> _Request_: Turn every line of the records below into a numbered list item, leaving out the blank lines.

[Segmentation dataset records]
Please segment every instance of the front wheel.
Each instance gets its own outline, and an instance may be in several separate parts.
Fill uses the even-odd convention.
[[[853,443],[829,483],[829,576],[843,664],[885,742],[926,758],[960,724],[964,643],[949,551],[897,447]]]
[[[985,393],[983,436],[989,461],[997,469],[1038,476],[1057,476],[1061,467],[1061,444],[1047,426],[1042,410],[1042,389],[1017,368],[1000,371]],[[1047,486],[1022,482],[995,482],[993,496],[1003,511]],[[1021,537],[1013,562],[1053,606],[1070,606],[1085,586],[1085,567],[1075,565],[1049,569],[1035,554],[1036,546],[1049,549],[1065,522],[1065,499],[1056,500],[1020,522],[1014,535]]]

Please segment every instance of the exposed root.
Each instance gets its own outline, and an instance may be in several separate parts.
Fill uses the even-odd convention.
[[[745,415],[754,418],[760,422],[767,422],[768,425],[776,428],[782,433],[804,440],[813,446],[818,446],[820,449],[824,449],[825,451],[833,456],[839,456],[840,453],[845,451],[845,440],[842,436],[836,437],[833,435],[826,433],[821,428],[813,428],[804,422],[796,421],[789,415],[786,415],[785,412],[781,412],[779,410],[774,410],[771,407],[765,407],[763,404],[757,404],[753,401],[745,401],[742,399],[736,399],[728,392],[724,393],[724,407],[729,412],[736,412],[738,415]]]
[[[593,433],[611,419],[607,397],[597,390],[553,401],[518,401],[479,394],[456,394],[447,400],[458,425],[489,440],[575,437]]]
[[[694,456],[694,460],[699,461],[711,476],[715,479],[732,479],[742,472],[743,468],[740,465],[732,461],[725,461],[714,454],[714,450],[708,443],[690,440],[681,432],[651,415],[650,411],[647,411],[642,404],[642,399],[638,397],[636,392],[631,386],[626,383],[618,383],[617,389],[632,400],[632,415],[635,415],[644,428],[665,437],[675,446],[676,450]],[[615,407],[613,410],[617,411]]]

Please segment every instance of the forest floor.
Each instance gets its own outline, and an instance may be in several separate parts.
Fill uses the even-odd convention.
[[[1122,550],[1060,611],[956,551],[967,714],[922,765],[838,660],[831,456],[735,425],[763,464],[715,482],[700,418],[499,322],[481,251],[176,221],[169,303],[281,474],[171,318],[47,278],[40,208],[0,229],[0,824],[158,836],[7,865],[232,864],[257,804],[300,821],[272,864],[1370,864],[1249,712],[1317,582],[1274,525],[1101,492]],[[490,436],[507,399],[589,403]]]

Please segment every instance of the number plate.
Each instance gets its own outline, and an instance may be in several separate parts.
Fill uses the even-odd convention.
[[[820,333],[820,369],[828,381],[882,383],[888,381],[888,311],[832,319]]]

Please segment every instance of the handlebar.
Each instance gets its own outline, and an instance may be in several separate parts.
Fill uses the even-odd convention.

> _Right answer_:
1. Please segment every instance of the front wheel.
2. Each instance gets its own outline, and an instance may be in several separate parts.
3. Fill uses the even-odd convention.
4. [[[853,443],[829,483],[829,576],[843,664],[885,742],[926,758],[960,724],[964,643],[949,551],[897,447]]]
5. [[[985,393],[983,436],[989,461],[997,469],[1038,476],[1057,476],[1061,467],[1061,444],[1047,426],[1042,410],[1042,389],[1017,368],[1000,371]],[[1047,486],[1022,482],[995,482],[993,496],[1003,511]],[[1021,537],[1013,562],[1053,606],[1070,606],[1085,586],[1085,567],[1075,565],[1049,569],[1035,554],[1036,546],[1049,549],[1065,522],[1065,499],[1056,500],[1020,522],[1014,535]]]
6. Please segment every instance of the exposed root.
7. Each instance gets its own outline, and an instance may be in several separate parts.
8. Fill uses the even-odd convention.
9. [[[745,415],[754,418],[760,422],[767,422],[768,425],[776,428],[782,433],[804,440],[813,446],[818,446],[820,449],[824,449],[825,451],[833,456],[839,456],[840,453],[845,451],[845,440],[842,436],[836,437],[833,435],[826,433],[821,428],[813,428],[804,422],[796,421],[789,415],[786,415],[785,412],[781,412],[779,410],[774,410],[771,407],[765,407],[763,404],[757,404],[753,401],[745,401],[742,399],[736,399],[728,392],[724,393],[724,407],[729,412],[736,412],[738,415]]]
10. [[[593,433],[611,419],[607,397],[597,390],[553,401],[518,401],[479,394],[456,394],[447,400],[458,425],[489,440],[575,437]]]
11. [[[694,456],[694,460],[699,461],[711,476],[715,479],[732,479],[742,472],[743,468],[740,465],[732,461],[725,461],[714,454],[714,450],[708,443],[690,440],[681,432],[651,415],[650,411],[647,411],[642,404],[642,399],[638,397],[636,392],[631,386],[626,383],[618,383],[617,389],[632,400],[632,415],[635,415],[644,428],[665,437],[675,446],[676,450]],[[615,407],[613,410],[617,411]]]
12. Please segment every instance of the forest floor.
13. Each instance gets its own outline, and an instance may be in several separate parts.
14. Fill uses the even-odd convention.
15. [[[1122,550],[1060,611],[956,551],[967,714],[922,765],[838,660],[831,456],[735,425],[763,464],[715,482],[700,418],[499,322],[481,251],[176,221],[169,303],[281,474],[171,318],[47,278],[40,208],[0,229],[0,824],[158,836],[7,865],[232,864],[257,804],[300,821],[272,864],[1370,864],[1249,712],[1317,582],[1274,525],[1101,492]],[[490,436],[507,399],[589,403]]]
16. Please segment every instance of the number plate.
17. Each instance gets its own outline, and an instance may be in several separate parts.
18. Fill uses the even-odd convention.
19. [[[820,333],[820,369],[828,381],[882,383],[888,381],[888,311],[832,319]]]
20. Please segment every instance of the handlebar.
21. Each instance gets its own outline, and an instance may be in several separate parts.
22. Fill uses the even-odd convention.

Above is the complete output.